§ PROBLEM
Format every line of the records below as a numbered list, omitting any blank lines.
# SUPPLIED INFORMATION start
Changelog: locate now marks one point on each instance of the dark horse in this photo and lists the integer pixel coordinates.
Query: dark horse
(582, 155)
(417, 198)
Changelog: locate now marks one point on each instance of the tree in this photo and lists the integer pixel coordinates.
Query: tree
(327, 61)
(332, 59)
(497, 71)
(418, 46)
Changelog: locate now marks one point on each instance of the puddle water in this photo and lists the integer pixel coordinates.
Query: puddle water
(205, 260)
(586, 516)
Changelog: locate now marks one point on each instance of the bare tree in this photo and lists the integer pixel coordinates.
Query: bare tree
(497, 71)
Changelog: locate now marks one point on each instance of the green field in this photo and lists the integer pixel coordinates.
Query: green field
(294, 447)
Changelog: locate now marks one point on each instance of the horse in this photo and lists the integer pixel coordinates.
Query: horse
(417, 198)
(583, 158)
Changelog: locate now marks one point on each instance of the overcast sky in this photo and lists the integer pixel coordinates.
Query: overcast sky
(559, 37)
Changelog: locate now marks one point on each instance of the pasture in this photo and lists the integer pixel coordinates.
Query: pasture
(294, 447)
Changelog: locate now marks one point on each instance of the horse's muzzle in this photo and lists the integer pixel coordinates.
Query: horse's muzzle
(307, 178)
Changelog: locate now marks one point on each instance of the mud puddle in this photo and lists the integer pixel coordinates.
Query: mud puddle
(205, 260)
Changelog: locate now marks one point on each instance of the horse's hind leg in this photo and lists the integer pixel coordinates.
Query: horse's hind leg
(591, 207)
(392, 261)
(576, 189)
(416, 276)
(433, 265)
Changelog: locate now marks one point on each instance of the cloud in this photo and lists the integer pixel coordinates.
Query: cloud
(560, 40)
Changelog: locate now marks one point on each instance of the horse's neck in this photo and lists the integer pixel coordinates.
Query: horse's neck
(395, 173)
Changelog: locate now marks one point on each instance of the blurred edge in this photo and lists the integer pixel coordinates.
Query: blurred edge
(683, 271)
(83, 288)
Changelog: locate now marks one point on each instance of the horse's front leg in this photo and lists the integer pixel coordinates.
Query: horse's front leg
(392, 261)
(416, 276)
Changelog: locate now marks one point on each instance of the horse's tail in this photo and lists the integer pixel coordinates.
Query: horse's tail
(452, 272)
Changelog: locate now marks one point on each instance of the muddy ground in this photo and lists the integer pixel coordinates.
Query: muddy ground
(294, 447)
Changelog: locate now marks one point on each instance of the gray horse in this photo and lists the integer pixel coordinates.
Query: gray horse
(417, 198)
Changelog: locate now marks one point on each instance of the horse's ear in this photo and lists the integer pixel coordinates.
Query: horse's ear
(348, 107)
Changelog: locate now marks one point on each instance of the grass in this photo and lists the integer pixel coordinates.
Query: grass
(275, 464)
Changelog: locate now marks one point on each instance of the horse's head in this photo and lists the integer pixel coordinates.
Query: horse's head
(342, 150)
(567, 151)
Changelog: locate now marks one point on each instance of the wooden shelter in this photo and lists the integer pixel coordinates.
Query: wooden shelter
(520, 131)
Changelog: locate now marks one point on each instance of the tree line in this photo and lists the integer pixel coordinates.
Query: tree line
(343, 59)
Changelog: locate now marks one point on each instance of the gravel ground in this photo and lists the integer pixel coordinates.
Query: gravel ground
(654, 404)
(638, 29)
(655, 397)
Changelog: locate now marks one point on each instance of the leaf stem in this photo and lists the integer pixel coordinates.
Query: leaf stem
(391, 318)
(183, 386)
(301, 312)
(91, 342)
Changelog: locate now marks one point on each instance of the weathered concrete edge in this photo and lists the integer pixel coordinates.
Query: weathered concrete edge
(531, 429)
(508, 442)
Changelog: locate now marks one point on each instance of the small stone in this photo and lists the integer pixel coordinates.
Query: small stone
# SUPPLIED INFORMATION end
§ WRITTEN REPLY
1. Changelog: locate now marks one point on each instance of the dark horse in this photo and lists the integer pixel coordinates.
2. Query: dark horse
3. (582, 155)
4. (417, 198)
5. Changelog: locate now marks one point on each instance of the tree in this photo and lists the integer pixel coordinates.
6. Query: tree
7. (327, 61)
8. (332, 59)
9. (497, 71)
10. (418, 46)
11. Changelog: locate now marks one point on each instance of the puddle water in this photo and lists the integer pixel coordinates.
12. Query: puddle water
13. (205, 260)
14. (586, 516)
15. Changelog: locate now marks one point on each instance of the bare tree in this photo and lists the integer pixel coordinates.
16. Query: bare tree
17. (497, 71)
18. Changelog: locate now marks one point on each instance of the green field in this photo and lists the integer pixel coordinates.
19. Query: green field
20. (294, 447)
21. Changelog: locate now marks one point on each instance of the horse in this photo and lists the integer pixel coordinates.
22. Query: horse
23. (417, 198)
24. (583, 158)
25. Changelog: locate now marks one point on each instance of the overcast sky in this photo and lists the integer pixel coordinates.
26. Query: overcast sky
27. (559, 37)
28. Changelog: locate now marks one point on each instance of the pasture in this photo and lists the integer pixel coordinates.
29. Query: pasture
30. (294, 447)
31. Changelog: locate now marks one point on each instance of the horse's muzzle in this photo and lists the integer pixel coordinates.
32. Query: horse's muzzle
33. (307, 178)
34. Changelog: locate now marks one point on each instance of the mud puddle in this photo and lists the integer pixel coordinates.
35. Query: mud puddle
36. (205, 260)
37. Changelog: locate now marks one point on each instance of the horse's hind leg in this photo and lists the integer pixel coordinates.
38. Query: horse's hind leg
39. (591, 207)
40. (392, 261)
41. (576, 189)
42. (416, 276)
43. (433, 265)
44. Changelog: locate now marks one point on each instance of the cloud in this photo and lists the integer pixel coordinates.
45. Query: cloud
46. (560, 40)
47. Changelog: locate now marks one point on each instance of the horse's neck in this photo and lists the integer pixel coordinates.
48. Query: horse's neck
49. (395, 173)
50. Changelog: locate now marks one point on each instance of the blurred edge in this photo and lists the integer pixel coordinates.
51. Query: blurred edge
52. (683, 271)
53. (83, 288)
54. Changelog: locate now marks one point on each instance of the horse's front leg in this photo and lists the integer pixel coordinates.
55. Query: horse's front leg
56. (392, 261)
57. (416, 276)
58. Changelog: locate now marks one point on each instance of the horse's tail in this photo and lists the integer pixel coordinates.
59. Query: horse's tail
60. (452, 272)
61. Changelog: locate now marks one point on each instance of the muddy ground in this photo and lists the integer pixel coordinates.
62. Query: muddy ground
63. (294, 447)
64. Changelog: locate now marks one point on each instance of the gray horse in this photo and lists the integer pixel coordinates.
65. Query: gray horse
66. (417, 198)
67. Changelog: locate now marks one point on each instance of the horse's ear in this photo and lists the integer pixel coordinates.
68. Query: horse's ear
69. (348, 107)
70. Changelog: locate now marks one point on each instance of the grass in this photo and lists the integer pixel coordinates.
71. Query: grass
72. (275, 464)
73. Changelog: locate now marks one point on each instance of the horse's head in this photo and lists the integer pixel coordinates.
74. Query: horse's head
75. (342, 150)
76. (567, 151)
77. Changelog: locate now marks one point on each instance of the wooden shelter in this photo and lists the integer pixel coordinates.
78. Query: wooden shelter
79. (520, 131)
80. Changelog: locate now marks one point on each instance of the tree line in this photo and lists the integer pixel coordinates.
81. Query: tree line
82. (343, 59)
83. Changelog: locate now marks one point on each instance of the gravel ground in this photo and lists the integer pixel coordinates.
84. Query: gravel ground
85. (654, 404)
86. (638, 29)
87. (655, 397)
88. Changelog: locate now marks one point on each instance of the leaf stem in this photo and lists the integer pixel coordinates.
89. Query: leaf stem
90. (391, 318)
91. (183, 386)
92. (301, 312)
93. (91, 342)
94. Changelog: locate now marks one point on each instance of the weathered concrete edge in this photo and lists the integer pixel coordinates.
95. Query: weathered concrete edge
96. (531, 429)
97. (508, 442)
98. Changelog: locate now marks one point on each instance of the small stone in this photo and lists the integer pixel coordinates.
99. Query: small stone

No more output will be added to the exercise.